▶ _INSTRUCTION A_
Find every line in the records below that contains the string "background" and copy each of those lines.

▶ _SOURCE TEXT_
§
CIRVSIVS HIC IACIT CUNOWORI FILIVS

The reading of the first name as DRVSTANVS seems to be generally accepted at present, with the initial letter(s) construed as a 'D' written back-to-front. I have never yet been able to find the evidence upon which such a reading is based: for example, other inscriptions from (around) the same period in which a 'D' is written back-to front. Do such examples exist? If so, where?
Posted by TonySnell
6th September 2005ce

In a recent edition of Making History on Radio 4, Dr Oliver Padel described the Tristan Stone as a possible converted standing stone. Apparently the inscription on the stone is similar to other 6th Century inscriptions in Cornwall and Wales. He was relatively happy to entertain a connection between the stone and the Tristan of legend, but emphasised that there was no definite link between the stone and the story. Nothing surprising there I guess. Kammer Posted by Kammer
7th May 2004ce

Craig Weatherhill’s ‘Cornovia: Ancient Sites of Cornwall and Scilly’ (1985, revised 1997 & 2000) gives this info – “This great pillar stone, 2.7m high and set on a modern plinth, was formerly called the long stone. Originally it stood closer to Castle Dore, 2 miles to the North. High on the back of the stone is a Tau cross, carved in relief; on the front, running vertically down the stone, is a two line inscription interpreted as ‘Drustanus Hic Lacit Cunomori Filius’ (Drustanus lies here, son of Cunomorus). This has been dated to the sixth century AD. The two names have been equated with the famous Tristan and King Mark of Cornwall; indeed, a ninth century manuscript speaks of ‘Marcus, also named Qunonomorius’ who ruled over both the British and Breton regions of Dumnonia and Domnoneee. Unfortunately, the first name of the inscription is now almost ineligible” pure joy Posted by pure joy
26th March 2003ce

Beside the road leading to Fowey in Cornwall stands an ancient, weathered stone measuring some 7 feet in height and set in a millstone base.
§
▶ _GIVEN INFORMATION_
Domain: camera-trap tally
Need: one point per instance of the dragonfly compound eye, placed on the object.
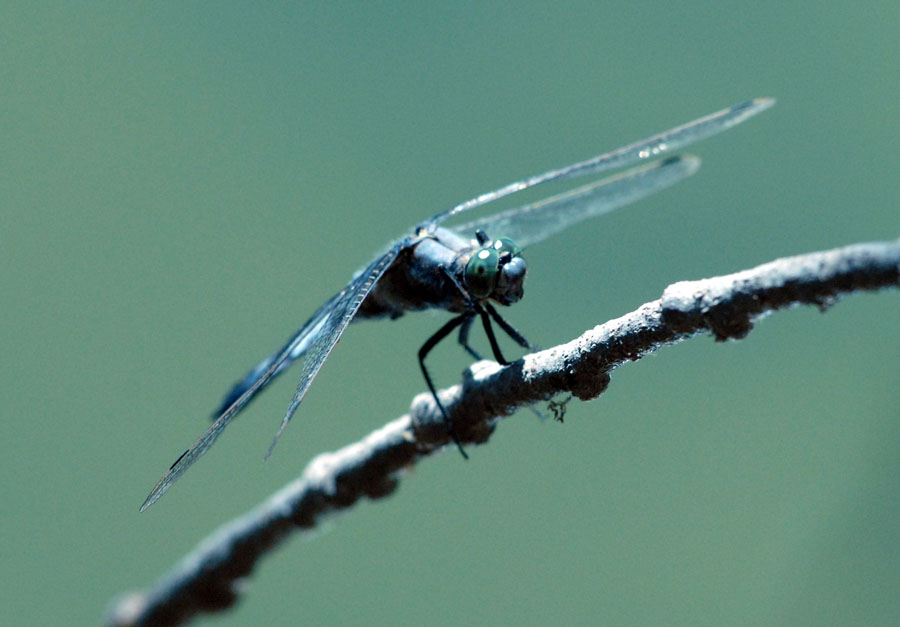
(482, 271)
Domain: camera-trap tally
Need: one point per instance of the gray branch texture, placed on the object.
(208, 579)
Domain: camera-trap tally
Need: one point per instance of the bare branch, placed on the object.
(208, 579)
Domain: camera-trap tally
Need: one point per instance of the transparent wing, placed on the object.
(538, 221)
(295, 348)
(650, 148)
(328, 324)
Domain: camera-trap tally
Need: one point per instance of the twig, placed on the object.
(208, 579)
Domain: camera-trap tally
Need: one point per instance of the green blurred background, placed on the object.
(183, 185)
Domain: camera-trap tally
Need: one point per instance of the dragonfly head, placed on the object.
(497, 271)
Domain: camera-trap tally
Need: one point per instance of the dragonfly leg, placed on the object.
(464, 329)
(489, 331)
(510, 330)
(430, 343)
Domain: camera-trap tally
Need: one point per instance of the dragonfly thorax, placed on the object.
(496, 271)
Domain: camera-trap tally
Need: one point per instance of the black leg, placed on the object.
(430, 343)
(464, 329)
(489, 331)
(510, 331)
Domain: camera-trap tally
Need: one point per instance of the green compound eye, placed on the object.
(481, 272)
(506, 245)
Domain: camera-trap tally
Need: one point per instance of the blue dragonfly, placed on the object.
(462, 269)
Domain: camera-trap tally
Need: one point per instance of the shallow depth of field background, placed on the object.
(183, 186)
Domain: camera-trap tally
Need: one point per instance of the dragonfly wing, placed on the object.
(650, 148)
(293, 350)
(337, 314)
(345, 307)
(535, 222)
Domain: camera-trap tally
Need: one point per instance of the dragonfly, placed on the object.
(463, 270)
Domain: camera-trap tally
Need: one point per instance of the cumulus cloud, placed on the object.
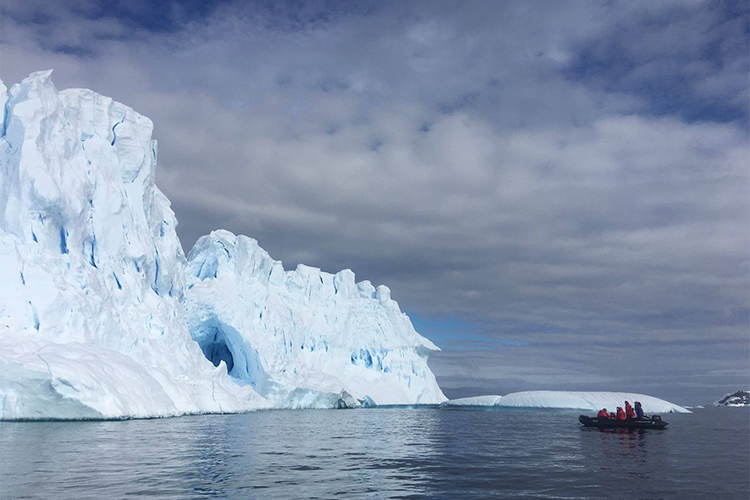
(562, 187)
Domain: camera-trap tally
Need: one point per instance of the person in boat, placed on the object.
(639, 410)
(629, 413)
(621, 413)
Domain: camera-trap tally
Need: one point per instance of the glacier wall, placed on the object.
(101, 316)
(91, 268)
(283, 330)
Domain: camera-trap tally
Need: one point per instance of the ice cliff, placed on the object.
(281, 330)
(574, 400)
(92, 323)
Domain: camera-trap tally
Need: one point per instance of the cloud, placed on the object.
(569, 177)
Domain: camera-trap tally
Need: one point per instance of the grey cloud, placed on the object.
(479, 158)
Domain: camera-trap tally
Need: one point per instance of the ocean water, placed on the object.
(377, 453)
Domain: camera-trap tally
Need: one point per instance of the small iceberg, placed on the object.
(591, 401)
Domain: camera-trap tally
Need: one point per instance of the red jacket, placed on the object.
(629, 413)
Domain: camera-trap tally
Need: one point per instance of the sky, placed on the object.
(557, 193)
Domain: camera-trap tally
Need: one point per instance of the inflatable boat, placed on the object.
(655, 422)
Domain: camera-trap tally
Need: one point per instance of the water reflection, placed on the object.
(380, 453)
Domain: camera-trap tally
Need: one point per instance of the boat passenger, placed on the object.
(639, 410)
(629, 413)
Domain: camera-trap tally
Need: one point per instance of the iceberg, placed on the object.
(591, 401)
(280, 331)
(474, 401)
(96, 320)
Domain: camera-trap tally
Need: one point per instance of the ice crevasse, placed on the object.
(101, 315)
(281, 330)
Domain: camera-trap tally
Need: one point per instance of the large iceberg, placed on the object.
(283, 330)
(92, 323)
(592, 401)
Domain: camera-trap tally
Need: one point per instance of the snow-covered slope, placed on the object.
(474, 401)
(91, 268)
(280, 331)
(735, 399)
(93, 312)
(573, 400)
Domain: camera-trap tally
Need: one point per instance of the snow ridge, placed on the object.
(92, 270)
(96, 320)
(283, 330)
(576, 400)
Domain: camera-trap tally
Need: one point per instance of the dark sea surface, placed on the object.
(377, 453)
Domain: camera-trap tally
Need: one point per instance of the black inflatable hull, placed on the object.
(627, 424)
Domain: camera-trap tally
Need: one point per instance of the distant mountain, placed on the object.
(739, 398)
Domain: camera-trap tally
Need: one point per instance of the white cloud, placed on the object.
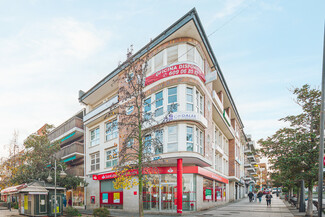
§
▶ _INSTRUCTION B_
Pick up the text about the Tristan Stone where it ends and keep writing it.

▶ _EXERCISE RESPONSE A_
Need: one point per instance of the green blurred background, placed on the object.
Need: one point per instance of the shallow depth of field background, placed on the object.

▶ _EXERCISE RESPONSE B_
It was once much closer to Castle Dore and may have been the origin of the association of this site with the story of the tragic love of Tristan and Iseult.

There is a Latin inscription on the stone, now much worn, which can be restored with only a little judicial guesswork to read:
Drustans hic iacet Cunomori filius
This means, "Drustanus lies here, the son of Cunomorus".

It has been suggested, plausibly, that the characters referred to are Tristan, the nephew of Mark - Drustan being a recognized variant of the hero's name and Cunomorus being a Latinization of Cynvawr.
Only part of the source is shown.